Extrait du texte:
▽

Toute cette discussion est au cœur d’un grand nombre de textes théoriques depuis le Cratyle, donc, de Platon, en passant par les diverses Rhétoriques classiques, celles d’Aristote et de Quintilien par exemple, remise au goût du jour à l’âge classique, les réflexions sur la métaphore (cf. le débat entre Paul Ricœur et Jacques Derrida), les tentatives de réflexion moderne sur le style (Spitzer) ou la mimésis (Auerbach), et plus récentes sur la littérarité (Riffaterre). Tout ceci occupe des rayonnages complets de toute bibliothèque universitaire qui se respecte, est bien connu, bien référencé. Relativement insoluble problème.

△

Données présentées:

▽

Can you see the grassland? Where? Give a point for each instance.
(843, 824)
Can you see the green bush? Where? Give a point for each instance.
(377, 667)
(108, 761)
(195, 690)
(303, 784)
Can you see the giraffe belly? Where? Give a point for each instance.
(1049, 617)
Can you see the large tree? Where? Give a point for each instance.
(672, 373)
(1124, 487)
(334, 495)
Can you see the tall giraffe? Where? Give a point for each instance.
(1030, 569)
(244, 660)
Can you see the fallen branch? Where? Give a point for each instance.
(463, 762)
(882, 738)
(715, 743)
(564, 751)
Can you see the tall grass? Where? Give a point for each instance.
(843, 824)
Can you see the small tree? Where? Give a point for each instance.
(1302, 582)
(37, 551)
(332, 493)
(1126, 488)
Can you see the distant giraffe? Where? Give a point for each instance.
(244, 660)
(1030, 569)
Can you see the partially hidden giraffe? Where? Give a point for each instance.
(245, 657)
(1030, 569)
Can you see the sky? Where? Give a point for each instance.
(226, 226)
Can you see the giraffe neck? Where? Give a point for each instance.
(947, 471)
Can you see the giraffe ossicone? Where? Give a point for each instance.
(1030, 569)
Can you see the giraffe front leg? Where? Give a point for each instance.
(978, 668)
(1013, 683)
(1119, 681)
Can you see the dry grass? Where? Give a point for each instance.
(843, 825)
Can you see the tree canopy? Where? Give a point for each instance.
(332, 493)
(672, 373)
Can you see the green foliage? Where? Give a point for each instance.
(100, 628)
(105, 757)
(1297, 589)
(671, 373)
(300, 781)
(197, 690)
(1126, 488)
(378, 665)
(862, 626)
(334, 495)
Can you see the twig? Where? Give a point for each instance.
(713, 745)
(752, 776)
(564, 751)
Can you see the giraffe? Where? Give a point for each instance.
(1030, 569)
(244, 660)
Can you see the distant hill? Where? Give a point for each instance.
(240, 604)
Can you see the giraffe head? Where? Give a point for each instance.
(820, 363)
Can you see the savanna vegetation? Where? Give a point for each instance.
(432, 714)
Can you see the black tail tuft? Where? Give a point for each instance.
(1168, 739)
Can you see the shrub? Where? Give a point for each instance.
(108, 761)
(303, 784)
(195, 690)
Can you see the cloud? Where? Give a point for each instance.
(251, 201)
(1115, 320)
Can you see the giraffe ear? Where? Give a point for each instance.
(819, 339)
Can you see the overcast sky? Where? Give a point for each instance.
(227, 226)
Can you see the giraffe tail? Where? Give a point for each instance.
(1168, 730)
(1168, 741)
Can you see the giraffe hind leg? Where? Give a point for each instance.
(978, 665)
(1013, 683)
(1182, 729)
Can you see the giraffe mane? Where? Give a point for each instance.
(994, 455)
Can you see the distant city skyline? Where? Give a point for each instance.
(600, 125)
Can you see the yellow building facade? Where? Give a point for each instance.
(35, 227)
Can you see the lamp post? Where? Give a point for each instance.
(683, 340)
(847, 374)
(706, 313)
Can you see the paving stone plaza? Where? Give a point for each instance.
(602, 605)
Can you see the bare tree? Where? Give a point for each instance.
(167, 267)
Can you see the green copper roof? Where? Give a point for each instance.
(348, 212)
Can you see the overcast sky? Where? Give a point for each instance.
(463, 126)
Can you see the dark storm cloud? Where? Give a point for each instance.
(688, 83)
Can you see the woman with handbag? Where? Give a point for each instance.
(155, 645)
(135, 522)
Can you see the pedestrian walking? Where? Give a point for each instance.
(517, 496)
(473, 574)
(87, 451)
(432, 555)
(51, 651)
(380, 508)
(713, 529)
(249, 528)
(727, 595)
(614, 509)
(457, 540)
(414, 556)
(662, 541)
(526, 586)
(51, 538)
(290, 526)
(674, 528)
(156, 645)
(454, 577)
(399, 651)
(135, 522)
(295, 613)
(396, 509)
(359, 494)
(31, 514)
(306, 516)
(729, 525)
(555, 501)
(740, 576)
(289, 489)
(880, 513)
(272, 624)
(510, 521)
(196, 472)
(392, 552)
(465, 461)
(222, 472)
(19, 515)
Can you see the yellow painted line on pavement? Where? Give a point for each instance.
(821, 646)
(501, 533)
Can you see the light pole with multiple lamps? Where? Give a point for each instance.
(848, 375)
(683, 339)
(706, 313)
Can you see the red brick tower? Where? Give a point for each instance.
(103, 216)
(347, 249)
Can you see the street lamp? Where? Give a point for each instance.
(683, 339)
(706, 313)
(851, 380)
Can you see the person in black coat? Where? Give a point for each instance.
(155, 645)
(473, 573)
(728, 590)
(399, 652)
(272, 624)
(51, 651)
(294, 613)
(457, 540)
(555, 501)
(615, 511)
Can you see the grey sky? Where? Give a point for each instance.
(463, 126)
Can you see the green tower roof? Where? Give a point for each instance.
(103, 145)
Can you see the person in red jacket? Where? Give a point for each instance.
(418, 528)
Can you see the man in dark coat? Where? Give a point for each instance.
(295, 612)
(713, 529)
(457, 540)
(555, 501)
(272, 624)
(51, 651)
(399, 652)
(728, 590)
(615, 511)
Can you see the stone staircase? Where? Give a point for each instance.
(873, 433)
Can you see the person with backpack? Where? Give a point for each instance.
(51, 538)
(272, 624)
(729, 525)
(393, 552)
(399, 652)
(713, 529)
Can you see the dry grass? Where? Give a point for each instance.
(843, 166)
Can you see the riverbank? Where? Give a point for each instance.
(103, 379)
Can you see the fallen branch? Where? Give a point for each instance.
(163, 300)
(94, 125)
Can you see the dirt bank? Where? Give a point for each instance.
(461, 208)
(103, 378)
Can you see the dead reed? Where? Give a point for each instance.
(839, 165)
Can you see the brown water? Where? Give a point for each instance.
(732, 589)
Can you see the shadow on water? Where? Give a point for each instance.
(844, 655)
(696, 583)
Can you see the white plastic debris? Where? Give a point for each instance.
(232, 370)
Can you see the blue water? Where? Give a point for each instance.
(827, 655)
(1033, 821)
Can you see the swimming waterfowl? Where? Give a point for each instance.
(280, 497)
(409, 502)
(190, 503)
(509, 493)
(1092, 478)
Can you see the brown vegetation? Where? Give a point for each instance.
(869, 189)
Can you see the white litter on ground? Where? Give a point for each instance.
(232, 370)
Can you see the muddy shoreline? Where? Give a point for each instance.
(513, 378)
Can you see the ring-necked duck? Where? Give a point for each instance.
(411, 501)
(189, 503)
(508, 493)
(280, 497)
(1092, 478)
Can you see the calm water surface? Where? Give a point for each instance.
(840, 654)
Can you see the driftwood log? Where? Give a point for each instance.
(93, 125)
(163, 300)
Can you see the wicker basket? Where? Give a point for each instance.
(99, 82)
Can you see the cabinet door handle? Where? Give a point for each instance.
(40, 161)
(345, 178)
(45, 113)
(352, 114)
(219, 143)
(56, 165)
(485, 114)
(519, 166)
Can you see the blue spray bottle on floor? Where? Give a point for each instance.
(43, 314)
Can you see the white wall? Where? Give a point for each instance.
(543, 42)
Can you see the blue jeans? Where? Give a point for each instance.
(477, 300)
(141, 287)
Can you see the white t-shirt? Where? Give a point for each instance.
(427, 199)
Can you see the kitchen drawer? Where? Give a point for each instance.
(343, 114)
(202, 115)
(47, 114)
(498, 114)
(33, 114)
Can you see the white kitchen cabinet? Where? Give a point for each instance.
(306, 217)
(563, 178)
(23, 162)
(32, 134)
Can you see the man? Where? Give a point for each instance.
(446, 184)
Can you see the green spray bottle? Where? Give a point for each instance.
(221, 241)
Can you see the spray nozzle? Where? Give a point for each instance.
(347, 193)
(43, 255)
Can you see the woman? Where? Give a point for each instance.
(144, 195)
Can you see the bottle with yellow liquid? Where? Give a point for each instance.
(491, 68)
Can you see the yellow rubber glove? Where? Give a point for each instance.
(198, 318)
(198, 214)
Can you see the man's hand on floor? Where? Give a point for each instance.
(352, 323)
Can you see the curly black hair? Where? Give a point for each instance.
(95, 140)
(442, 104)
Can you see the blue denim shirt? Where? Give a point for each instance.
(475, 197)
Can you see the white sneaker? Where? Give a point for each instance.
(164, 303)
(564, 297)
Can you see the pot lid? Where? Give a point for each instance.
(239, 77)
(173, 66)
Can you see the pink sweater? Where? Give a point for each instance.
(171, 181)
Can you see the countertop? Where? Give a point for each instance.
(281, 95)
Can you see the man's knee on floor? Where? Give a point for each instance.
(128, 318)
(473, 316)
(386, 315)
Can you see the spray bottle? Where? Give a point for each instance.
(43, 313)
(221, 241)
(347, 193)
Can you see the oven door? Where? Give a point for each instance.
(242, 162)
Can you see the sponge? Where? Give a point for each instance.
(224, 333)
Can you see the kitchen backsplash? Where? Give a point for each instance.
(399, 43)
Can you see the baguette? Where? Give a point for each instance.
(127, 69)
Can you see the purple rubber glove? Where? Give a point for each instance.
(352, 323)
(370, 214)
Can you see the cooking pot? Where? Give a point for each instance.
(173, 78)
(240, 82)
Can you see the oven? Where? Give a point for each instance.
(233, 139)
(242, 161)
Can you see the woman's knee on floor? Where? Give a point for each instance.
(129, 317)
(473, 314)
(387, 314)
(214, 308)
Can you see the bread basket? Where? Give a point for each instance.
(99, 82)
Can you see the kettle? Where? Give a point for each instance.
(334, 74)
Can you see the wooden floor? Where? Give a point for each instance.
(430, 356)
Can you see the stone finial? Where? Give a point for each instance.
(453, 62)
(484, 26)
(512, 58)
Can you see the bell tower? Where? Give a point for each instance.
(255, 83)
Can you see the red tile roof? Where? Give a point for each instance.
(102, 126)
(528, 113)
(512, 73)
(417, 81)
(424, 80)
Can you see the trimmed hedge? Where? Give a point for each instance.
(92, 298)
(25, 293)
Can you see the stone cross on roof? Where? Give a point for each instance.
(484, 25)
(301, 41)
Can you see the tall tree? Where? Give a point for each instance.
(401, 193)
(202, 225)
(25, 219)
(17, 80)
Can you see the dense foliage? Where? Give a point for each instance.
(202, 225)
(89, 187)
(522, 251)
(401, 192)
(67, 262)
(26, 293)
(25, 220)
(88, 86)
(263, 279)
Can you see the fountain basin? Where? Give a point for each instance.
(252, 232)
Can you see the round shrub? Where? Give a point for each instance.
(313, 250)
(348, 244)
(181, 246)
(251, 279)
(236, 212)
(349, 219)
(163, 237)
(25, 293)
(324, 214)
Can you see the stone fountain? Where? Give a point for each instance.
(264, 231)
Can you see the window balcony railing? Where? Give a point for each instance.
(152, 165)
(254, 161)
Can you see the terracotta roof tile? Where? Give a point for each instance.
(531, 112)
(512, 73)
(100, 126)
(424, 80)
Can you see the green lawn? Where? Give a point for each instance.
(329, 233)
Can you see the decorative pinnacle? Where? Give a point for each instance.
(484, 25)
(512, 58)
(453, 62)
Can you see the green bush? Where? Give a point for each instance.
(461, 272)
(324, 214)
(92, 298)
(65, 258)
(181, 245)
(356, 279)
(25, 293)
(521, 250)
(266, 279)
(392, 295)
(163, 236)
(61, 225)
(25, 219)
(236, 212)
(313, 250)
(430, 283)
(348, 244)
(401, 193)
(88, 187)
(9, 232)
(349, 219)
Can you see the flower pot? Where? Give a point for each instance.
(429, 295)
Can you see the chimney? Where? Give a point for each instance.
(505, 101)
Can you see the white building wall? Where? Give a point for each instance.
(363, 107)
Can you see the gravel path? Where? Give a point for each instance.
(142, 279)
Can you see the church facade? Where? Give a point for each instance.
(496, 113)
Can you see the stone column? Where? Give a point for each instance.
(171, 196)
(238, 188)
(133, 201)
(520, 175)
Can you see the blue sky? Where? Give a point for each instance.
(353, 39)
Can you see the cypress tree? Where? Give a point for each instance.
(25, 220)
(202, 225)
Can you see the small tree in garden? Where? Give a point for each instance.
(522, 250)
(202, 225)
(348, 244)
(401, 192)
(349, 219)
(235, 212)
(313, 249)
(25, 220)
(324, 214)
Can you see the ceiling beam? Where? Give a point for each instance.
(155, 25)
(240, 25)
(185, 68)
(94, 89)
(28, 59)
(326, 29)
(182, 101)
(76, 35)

△

Consigne:
Transcrivez tout le passage de l'extrait, depuis « Toute cette discussion » jusqu'à « Relativement insoluble problème. » inclus.

Solution:
Toute cette discussion est au cœur d’un grand nombre de textes théoriques depuis le Cratyle, donc, de Platon, en passant par les diverses Rhétoriques classiques, celles d’Aristote et de Quintilien par exemple, remise au goût du jour à l’âge classique, les réflexions sur la métaphore (cf. le débat entre Paul Ricœur et Jacques Derrida), les tentatives de réflexion moderne sur le style (Spitzer) ou la mimésis (Auerbach), et plus récentes sur la littérarité (Riffaterre). Tout ceci occupe des rayonnages complets de toute bibliothèque universitaire qui se respecte, est bien connu, bien référencé. Relativement insoluble problème.